## [Given text]

..........

Cycles: Improve denoiser update performance when rendering with multiple GPUs

This patch causes the render buffers to be copied to the denoiser
device only once before denoising and output/display is then fed
from that single buffer on the denoiser device. That way usually all
but one copy (from all the render devices to the denoiser device)
can be eliminated, provided that the denoiser device is also the
display device (in which case interop is used to update the display).
As such this patch also adds some logic that tries to ensure the
chosen denoiser device is the same as the display device.

..........

Items from a dataset:
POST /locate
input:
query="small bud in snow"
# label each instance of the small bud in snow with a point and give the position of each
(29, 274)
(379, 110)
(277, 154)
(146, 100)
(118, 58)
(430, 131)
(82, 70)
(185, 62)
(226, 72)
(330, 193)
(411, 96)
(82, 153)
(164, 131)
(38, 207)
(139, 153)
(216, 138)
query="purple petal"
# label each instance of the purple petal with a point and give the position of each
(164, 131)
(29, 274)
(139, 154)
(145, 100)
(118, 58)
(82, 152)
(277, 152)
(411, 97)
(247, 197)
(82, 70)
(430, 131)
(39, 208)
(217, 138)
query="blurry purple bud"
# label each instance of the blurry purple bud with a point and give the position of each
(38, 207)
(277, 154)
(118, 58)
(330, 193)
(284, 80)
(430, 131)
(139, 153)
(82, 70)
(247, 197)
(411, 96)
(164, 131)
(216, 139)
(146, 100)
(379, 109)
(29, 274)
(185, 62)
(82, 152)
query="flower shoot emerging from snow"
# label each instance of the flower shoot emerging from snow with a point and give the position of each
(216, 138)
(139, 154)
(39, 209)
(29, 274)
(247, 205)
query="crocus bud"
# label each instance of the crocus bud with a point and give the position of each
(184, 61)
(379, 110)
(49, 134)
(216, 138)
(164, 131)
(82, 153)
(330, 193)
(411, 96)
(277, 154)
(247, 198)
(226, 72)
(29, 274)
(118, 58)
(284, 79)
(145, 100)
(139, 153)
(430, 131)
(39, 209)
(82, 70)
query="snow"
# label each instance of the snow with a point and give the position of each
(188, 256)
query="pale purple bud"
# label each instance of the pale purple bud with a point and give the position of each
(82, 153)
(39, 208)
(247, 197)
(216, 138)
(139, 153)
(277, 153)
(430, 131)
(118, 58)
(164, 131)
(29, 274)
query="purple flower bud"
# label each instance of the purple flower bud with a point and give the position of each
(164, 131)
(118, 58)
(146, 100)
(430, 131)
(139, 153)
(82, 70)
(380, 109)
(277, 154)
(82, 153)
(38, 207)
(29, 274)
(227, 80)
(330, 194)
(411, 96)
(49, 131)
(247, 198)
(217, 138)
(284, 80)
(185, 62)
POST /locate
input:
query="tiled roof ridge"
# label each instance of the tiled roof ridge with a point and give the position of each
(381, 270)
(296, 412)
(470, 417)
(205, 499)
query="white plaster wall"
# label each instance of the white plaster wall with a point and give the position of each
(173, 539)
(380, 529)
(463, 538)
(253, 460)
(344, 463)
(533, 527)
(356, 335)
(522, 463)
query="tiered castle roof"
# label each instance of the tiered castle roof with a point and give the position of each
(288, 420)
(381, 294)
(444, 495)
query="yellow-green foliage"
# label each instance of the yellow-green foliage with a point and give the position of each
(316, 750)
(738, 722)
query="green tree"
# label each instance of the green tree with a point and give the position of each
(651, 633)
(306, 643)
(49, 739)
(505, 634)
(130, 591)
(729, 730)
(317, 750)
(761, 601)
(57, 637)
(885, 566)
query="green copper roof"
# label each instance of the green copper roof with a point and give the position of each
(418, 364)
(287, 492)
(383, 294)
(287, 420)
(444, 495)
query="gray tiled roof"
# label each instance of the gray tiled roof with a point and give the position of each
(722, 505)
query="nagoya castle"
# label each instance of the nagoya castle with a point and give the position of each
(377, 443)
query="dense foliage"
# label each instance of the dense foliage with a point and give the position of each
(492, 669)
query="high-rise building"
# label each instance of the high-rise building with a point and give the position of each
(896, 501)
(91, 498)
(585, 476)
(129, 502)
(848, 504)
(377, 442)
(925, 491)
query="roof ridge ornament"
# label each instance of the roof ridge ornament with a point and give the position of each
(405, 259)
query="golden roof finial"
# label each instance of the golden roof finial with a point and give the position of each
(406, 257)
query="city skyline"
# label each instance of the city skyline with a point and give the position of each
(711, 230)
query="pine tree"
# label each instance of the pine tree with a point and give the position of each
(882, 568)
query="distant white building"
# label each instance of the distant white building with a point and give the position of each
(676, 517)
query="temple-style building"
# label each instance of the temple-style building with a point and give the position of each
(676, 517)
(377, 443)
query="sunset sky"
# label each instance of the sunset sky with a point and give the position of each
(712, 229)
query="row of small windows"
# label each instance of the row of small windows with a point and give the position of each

..........

## [Set task 1]
List each kind of device that the patch note names.
## [Set task 2]
According to the patch note, what is used to update the display when the denoiser device is also the display device?
## [Set task 3]
Check each statement against the patch note and say whether it agrees. (a) The render buffers are copied to the denoiser device once before denoising. (b) The patch removes every copy from the render devices to the denoiser device. (c) The patch adds logic that tries to make the chosen denoiser device match the display device.

## [Answer 1]
denoiser device, render devices, display device

## [Answer 2]
Interop.

## [Answer 3]
(a) Yes: "copied to the denoiser device only once before denoising"
(b) No: "usually all but one copy (from all the render devices to the denoiser device) can be eliminated"
(c) Yes: "tries to ensure the chosen denoiser device is the same as the display device"